**To do**
Output the whole listing again, exactly as it reads.

═══ Records provided

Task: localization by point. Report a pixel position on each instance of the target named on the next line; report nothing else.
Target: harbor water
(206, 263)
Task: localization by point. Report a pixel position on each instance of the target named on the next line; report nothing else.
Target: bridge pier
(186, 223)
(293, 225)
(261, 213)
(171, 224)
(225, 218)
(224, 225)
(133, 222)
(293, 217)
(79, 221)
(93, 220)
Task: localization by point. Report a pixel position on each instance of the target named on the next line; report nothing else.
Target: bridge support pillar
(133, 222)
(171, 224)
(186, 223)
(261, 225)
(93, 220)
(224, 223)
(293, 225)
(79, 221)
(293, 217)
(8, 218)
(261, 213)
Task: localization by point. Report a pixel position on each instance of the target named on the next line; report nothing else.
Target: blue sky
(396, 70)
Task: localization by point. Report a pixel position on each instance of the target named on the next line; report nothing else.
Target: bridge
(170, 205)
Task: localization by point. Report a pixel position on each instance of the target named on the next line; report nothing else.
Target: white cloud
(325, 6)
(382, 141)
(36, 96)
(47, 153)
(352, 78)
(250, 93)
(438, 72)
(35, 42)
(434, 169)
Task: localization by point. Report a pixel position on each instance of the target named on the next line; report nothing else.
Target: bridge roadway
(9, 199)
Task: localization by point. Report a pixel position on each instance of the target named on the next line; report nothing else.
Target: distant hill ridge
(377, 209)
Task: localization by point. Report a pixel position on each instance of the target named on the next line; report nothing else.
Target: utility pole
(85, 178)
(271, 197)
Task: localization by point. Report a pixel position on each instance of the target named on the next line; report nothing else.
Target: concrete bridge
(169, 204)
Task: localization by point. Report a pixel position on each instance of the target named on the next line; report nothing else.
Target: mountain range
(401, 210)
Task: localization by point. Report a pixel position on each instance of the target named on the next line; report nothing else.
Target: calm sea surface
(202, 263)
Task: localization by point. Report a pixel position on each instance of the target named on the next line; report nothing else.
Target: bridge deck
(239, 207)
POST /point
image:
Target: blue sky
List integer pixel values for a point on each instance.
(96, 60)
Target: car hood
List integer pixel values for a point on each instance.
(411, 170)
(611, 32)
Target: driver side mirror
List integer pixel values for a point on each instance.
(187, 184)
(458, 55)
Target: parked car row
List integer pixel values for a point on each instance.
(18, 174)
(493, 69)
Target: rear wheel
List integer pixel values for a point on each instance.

══════

**The completed task**
Task: localization by point. Report a pixel position on each instance of the target named on the next line; report nothing else.
Target: harbor water
(206, 263)
Task: localization by point. Report a pixel position on each instance of the target named on the next line; report nothing else.
Target: bridge pier
(186, 223)
(293, 225)
(261, 213)
(171, 224)
(225, 218)
(224, 225)
(133, 222)
(293, 217)
(79, 221)
(93, 220)
Task: localization by point. Report a pixel position on each instance of the target named on the next line; report nothing else.
Target: bridge support pillar
(133, 222)
(171, 224)
(186, 223)
(261, 225)
(93, 220)
(224, 223)
(293, 225)
(79, 221)
(293, 217)
(8, 218)
(261, 213)
Task: localization by point. Report a pixel position on each instance of the target named on the next line; report nothing else.
Target: blue sky
(396, 70)
Task: localization by point. Report a pixel position on each instance of the target named on the next line; report nothing else.
Target: bridge
(170, 205)
Task: localization by point. Report a pixel position on each instance of the target named on the next line; report nothing else.
Target: white cloud
(325, 6)
(382, 141)
(36, 96)
(47, 153)
(352, 78)
(250, 93)
(438, 72)
(35, 42)
(434, 169)
Task: localization by point. Report a pixel position on each instance of the target named on the next line; report nothing else.
Target: bridge roadway
(9, 199)
Task: localization by point. Report a pixel position on each instance of the target named on the next line; report nothing else.
Target: distant hill ridge
(377, 209)
Task: localization by point. Report a pixel position on each instance of the target named on the next line; report nothing else.
Target: utility pole
(85, 178)
(271, 197)
Task: localization by point. Report a pixel position on each instance of the target named on the next line; report nothing else.
Target: concrete bridge
(169, 204)
Task: localization by point. Report a pixel position on each instance of the target named on the next line; report nothing else.
Target: mountain range
(401, 210)
Task: localization by point. Report a pixel position on each instance of the target named on the next line; report nothing else.
Target: calm sea surface
(202, 263)
Task: localization by point. Report a pixel position on each instance of the target named on the next line; report nothing else.
Target: bridge deck
(239, 207)
POST /point
image:
Target: blue sky
List integer pixel values for a point on each instance.
(96, 60)
Target: car hood
List integer pixel values for a point on each instance.
(411, 170)
(611, 32)
Target: driver side mirror
List integer pixel values for a point on each instance.
(187, 184)
(458, 55)
Target: parked car row
List integer pixel values for a point on each instance.
(18, 174)
(493, 69)
Target: rear wheel
List integer pixel values for a point on each instance.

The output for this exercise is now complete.